======== Input material
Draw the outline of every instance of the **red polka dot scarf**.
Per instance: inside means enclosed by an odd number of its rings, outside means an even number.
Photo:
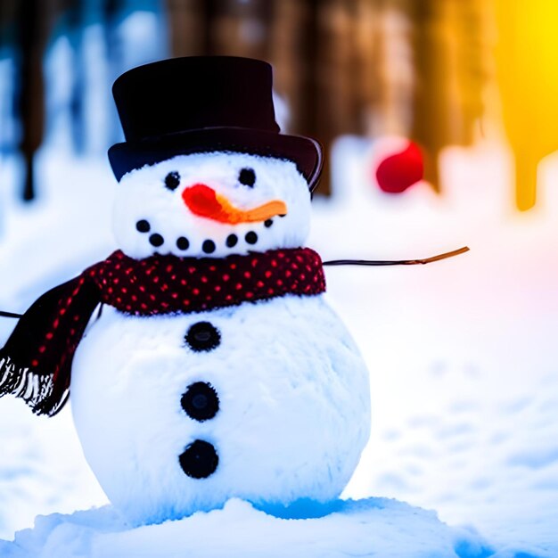
[[[0,350],[0,396],[12,393],[37,414],[56,414],[67,399],[73,355],[100,303],[149,316],[324,291],[322,260],[308,248],[222,259],[136,260],[119,250],[44,294],[20,318]]]

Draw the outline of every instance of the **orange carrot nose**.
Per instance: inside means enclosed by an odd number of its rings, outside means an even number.
[[[252,209],[239,209],[225,196],[204,184],[197,184],[185,188],[182,193],[182,199],[194,215],[231,225],[266,221],[275,215],[287,213],[284,201],[277,200],[267,201]]]

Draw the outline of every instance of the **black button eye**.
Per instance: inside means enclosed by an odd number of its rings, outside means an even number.
[[[180,175],[173,170],[165,176],[165,185],[168,190],[176,190],[180,185]]]
[[[256,183],[256,173],[252,168],[242,168],[238,175],[238,181],[245,186],[252,188]]]
[[[195,421],[213,418],[219,410],[219,398],[215,388],[205,382],[196,382],[188,386],[180,400],[182,408]]]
================
Directive: Render the listing above as a Markdown table with the columns "No." and "Text," one numbered row per line, skipping blank lines and leaving out the picture.

Full response:
| No. | Text |
|---|---|
| 1 | Draw the outline of every instance of the **red polka dot scarf**. |
| 2 | Per instance: inside means enclosed by an odd number of its rings, outside means an even number. |
| 3 | Photo: |
| 4 | [[[0,350],[0,396],[12,393],[37,414],[56,414],[67,399],[73,355],[100,303],[149,316],[324,291],[322,260],[308,248],[222,259],[136,260],[119,250],[44,294],[20,318]]] |
| 5 | Draw the outline of every instance of the **orange carrot nose**. |
| 6 | Per instance: inside means enclosed by an odd number of its rings, outside means an even number. |
| 7 | [[[252,209],[239,209],[225,196],[204,184],[197,184],[185,188],[182,193],[182,199],[194,215],[231,225],[266,221],[275,215],[287,213],[284,201],[277,200],[267,201]]] |
| 8 | Draw the outline of every instance of the **black button eye**. |
| 9 | Per instance: inside means enclosed by an odd number of its rings, outside means an even number. |
| 10 | [[[180,175],[173,170],[165,176],[165,185],[168,190],[176,190],[180,185]]] |
| 11 | [[[256,183],[256,173],[252,168],[242,168],[238,175],[238,181],[245,186],[252,188]]] |
| 12 | [[[195,421],[213,418],[219,410],[219,398],[215,388],[205,382],[196,382],[188,386],[180,400],[182,408]]] |